**PAGE EXCERPT**
---+---

Anthropic Loses Pentagon Blacklist Appeal Bid
A federal appeals court in Washington, D.C., has dealt a significant blow to Anthropic’s legal challenge against the Pentagon, denying the AI company’s request to block the Department of Defense‘s blacklisting while litigation continues. The ruling creates a split outcome across two courts, leaving Anthropic excluded from military contracts but able to work with other federal agencies.

Appeals Court Rejects Anthropic’s Bid to Halt Pentagon Blacklist

On Wednesday, the appeals court ruled against Anthropic’s motion for a stay, finding that the equitable balance here cuts in favor of the government. The court acknowledged that while Anthropic faces financial harm, the government’s interest in controlling AI technology procurement during military operations outweighs the company’s interests. On one side is a relatively contained risk of financial harm to a single private company. On the other side is judicial management of how, and through whom, the Department of War secures vital AI technology during an active military conflict, the court wrote.

How the Pentagon Blacklist Unfolded

In early March, the DOD officially designated Anthropic a supply chain risk, marking the first time an American AI company received this designation historically reserved for foreign adversaries. Defense Secretary Pete Hegseth announced the move via social media in late February, shortly after President Trump ordered federal agencies to cease all use of Anthropic’s Claude technology.

The blacklist requires defense contractors to certify they don’t use Claude AI models in military work. Anthropic had signed a $200 million Pentagon contract in July but negotiations stalled in September when the DOD demanded unfettered access to its models while Anthropic sought safeguards against autonomous weapons deployment.

A Divided Legal Outcome Leaves Anthropic in Limbo

The situation remains contradictory across courts. Late last month, a San Francisco federal judge granted Anthropic a preliminary injunction that bars enforcement of the Trump administration’s ban on Claude use. Yet this week’s appeals court decision permits the DOD blacklist to stand pending full litigation.

The court acknowledged Anthropic will likely suffer some degree of irreparable harm absent a stay, but characterized the damage as primarily financial rather than existential. On the free speech claim, the court found that Anthropic does not show that its speech has been chilled during the pendency of this litigation. However, the court ordered substantial expedition of the case to resolve the matter quickly.

What Comes Next for Anthropic

Anthropic responded by expressing gratitude that courts recognized the urgency while maintaining confidence that the courts will ultimately agree that these supply chain designations were unlawful. The company emphasized its desire to work productively with government agencies despite the setback.

The dual legal track reflects the complexity of the Pentagon’s actions. The DOD relied on two separate statutory designations, each requiring challenge in different courts, creating the current split verdicts. Anthropic remains able to serve non-military federal agencies, preserving some revenue streams while the core Pentagon dispute plays out through the courts over coming months.

---+---

**PROBLEM SET**
**1.** In the Anthropic article, what was the value of the Pentagon contract that Anthropic signed in July?
**2.** Duplicate a passage from the Anthropic article. Begin at the words "The blacklist requires" and stop after "pending full litigation.".

**DATA SUPPLIED**
---+---

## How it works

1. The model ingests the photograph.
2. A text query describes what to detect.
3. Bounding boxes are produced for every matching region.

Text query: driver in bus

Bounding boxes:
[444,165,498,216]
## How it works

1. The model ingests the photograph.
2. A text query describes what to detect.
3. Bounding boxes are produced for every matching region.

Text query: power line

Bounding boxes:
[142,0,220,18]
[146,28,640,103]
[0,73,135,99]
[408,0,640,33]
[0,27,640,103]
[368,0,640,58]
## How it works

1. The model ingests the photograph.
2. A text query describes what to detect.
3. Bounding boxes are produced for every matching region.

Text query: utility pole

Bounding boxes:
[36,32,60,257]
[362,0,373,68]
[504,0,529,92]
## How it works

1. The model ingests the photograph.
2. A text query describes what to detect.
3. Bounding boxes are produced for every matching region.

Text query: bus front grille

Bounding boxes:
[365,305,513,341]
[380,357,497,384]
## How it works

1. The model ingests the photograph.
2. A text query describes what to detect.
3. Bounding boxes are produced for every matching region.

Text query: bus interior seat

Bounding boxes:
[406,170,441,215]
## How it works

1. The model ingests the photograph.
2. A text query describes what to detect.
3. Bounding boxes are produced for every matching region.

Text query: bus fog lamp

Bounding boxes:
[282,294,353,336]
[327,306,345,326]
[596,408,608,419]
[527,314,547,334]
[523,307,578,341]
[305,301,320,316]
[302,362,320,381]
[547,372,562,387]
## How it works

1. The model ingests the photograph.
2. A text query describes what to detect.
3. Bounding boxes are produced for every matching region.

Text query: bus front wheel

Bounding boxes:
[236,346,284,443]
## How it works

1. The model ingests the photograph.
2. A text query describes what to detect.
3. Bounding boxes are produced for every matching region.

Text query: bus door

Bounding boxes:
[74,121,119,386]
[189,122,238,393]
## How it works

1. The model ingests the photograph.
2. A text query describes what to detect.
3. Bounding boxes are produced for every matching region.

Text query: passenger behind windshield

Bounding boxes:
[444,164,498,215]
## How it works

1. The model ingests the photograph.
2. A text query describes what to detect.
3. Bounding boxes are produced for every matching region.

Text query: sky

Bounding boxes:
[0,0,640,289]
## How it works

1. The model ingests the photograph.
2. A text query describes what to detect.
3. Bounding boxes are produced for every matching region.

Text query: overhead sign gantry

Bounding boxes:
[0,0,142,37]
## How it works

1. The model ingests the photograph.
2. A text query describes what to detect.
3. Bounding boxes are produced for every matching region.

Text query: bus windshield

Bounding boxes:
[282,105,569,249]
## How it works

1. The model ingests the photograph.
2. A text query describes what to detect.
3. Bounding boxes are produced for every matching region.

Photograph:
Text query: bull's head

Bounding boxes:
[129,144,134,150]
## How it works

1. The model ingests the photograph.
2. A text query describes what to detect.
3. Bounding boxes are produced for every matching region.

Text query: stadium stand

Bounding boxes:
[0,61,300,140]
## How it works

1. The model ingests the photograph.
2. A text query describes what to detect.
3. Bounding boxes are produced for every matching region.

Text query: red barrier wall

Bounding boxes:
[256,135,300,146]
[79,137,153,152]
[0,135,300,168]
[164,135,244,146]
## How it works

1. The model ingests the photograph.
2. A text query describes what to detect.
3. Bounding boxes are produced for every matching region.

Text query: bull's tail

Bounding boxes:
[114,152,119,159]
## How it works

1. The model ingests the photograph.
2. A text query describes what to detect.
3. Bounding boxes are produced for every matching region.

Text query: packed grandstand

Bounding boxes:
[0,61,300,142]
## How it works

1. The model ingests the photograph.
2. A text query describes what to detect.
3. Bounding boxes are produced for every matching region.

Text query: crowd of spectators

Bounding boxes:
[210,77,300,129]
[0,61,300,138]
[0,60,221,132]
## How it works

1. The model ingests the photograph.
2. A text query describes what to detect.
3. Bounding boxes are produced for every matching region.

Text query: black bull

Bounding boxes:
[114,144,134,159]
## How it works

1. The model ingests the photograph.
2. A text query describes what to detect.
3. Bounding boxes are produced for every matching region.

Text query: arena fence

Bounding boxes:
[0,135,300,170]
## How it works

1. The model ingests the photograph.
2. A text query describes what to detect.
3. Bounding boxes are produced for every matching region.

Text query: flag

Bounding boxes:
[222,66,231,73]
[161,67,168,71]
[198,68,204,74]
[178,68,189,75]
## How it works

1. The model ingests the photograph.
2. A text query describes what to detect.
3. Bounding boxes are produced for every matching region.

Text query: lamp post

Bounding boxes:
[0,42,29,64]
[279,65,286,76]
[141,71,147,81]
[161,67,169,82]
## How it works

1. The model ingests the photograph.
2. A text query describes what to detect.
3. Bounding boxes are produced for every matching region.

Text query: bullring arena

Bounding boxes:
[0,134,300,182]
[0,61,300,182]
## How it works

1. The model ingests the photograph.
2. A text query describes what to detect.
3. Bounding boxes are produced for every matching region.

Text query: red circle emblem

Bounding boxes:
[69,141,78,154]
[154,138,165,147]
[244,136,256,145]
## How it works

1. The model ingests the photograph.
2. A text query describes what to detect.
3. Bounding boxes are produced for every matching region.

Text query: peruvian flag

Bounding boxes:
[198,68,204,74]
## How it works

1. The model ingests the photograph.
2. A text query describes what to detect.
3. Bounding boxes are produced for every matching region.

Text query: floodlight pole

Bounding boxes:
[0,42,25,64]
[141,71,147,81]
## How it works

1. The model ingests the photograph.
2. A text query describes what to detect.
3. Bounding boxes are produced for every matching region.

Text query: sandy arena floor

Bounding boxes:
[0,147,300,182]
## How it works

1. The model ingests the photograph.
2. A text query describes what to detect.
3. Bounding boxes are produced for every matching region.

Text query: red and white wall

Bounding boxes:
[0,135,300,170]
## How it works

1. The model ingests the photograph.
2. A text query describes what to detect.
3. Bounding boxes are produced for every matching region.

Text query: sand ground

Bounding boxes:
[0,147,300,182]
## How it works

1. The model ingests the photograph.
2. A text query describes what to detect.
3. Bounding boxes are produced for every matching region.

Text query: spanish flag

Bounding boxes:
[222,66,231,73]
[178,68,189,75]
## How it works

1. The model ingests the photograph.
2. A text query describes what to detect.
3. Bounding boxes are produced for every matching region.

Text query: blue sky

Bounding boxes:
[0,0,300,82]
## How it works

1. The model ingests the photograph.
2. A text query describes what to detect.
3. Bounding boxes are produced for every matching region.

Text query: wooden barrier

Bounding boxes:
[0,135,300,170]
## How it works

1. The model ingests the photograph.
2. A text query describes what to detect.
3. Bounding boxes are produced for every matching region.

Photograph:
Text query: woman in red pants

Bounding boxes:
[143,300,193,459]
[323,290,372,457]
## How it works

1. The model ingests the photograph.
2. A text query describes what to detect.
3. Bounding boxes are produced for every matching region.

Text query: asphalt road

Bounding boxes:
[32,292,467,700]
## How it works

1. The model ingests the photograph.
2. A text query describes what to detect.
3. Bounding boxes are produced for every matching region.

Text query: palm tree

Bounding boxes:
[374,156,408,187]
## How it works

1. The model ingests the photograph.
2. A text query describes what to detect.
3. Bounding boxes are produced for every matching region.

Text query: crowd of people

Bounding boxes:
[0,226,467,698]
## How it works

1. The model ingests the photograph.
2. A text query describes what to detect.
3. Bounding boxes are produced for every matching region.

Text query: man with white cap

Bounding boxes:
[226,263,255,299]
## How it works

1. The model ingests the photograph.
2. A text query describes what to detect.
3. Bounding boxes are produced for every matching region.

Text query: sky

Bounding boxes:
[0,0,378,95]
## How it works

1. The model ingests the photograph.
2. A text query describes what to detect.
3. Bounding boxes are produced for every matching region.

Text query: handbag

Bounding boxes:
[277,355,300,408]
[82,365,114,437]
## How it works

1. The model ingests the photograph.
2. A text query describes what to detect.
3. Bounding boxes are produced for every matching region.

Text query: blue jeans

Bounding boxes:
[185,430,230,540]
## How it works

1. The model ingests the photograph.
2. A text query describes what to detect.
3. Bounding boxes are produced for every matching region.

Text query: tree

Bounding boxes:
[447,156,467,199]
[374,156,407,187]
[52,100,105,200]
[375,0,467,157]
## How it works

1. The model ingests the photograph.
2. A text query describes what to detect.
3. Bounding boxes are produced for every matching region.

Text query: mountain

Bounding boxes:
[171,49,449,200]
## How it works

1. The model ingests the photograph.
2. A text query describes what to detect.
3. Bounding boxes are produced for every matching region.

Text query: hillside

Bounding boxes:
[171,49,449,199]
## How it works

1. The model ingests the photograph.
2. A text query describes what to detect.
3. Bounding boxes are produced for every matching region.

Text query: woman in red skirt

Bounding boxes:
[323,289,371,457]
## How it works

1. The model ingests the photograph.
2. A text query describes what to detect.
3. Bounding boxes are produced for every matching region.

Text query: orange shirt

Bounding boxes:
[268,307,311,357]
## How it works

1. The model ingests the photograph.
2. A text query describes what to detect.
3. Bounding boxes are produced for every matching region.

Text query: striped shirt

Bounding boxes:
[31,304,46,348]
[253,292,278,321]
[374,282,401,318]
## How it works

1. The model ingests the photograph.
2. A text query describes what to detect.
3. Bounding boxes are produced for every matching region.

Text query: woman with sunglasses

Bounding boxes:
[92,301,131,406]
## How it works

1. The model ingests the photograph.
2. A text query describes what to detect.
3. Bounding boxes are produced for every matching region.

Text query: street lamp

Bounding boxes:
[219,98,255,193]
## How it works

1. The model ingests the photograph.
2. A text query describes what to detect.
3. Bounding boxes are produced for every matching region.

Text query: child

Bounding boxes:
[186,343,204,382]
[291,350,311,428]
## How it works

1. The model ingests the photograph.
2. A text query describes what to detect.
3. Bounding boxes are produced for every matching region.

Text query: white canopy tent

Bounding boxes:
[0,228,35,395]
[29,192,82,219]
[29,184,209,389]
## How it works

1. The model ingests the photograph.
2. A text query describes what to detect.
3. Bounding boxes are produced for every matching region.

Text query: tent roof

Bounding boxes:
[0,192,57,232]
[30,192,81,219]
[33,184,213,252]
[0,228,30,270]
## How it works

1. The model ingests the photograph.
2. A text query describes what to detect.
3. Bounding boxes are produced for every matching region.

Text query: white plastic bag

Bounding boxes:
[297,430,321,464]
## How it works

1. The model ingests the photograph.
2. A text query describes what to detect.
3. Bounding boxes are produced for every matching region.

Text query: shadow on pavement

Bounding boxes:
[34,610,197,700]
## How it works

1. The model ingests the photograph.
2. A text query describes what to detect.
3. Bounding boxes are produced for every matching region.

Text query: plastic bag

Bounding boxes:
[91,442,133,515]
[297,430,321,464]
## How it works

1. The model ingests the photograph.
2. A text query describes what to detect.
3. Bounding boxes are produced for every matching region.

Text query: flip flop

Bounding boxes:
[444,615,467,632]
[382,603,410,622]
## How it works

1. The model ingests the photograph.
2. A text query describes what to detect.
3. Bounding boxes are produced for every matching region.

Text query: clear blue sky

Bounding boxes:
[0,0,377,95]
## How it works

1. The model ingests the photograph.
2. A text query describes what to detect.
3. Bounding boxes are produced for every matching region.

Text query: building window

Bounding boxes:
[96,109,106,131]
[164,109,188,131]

---+---

**COMPLETED EXERCISE**
**1.** $200 million.

**2.**
The blacklist requires defense contractors to certify they don’t use Claude AI models in military work. Anthropic had signed a $200 million Pentagon contract in July but negotiations stalled in September when the DOD demanded unfettered access to its models while Anthropic sought safeguards against autonomous weapons deployment.

A Divided Legal Outcome Leaves Anthropic in Limbo

The situation remains contradictory across courts. Late last month, a San Francisco federal judge granted Anthropic a preliminary injunction that bars enforcement of the Trump administration’s ban on Claude use. Yet this week’s appeals court decision permits the DOD blacklist to stand pending full litigation.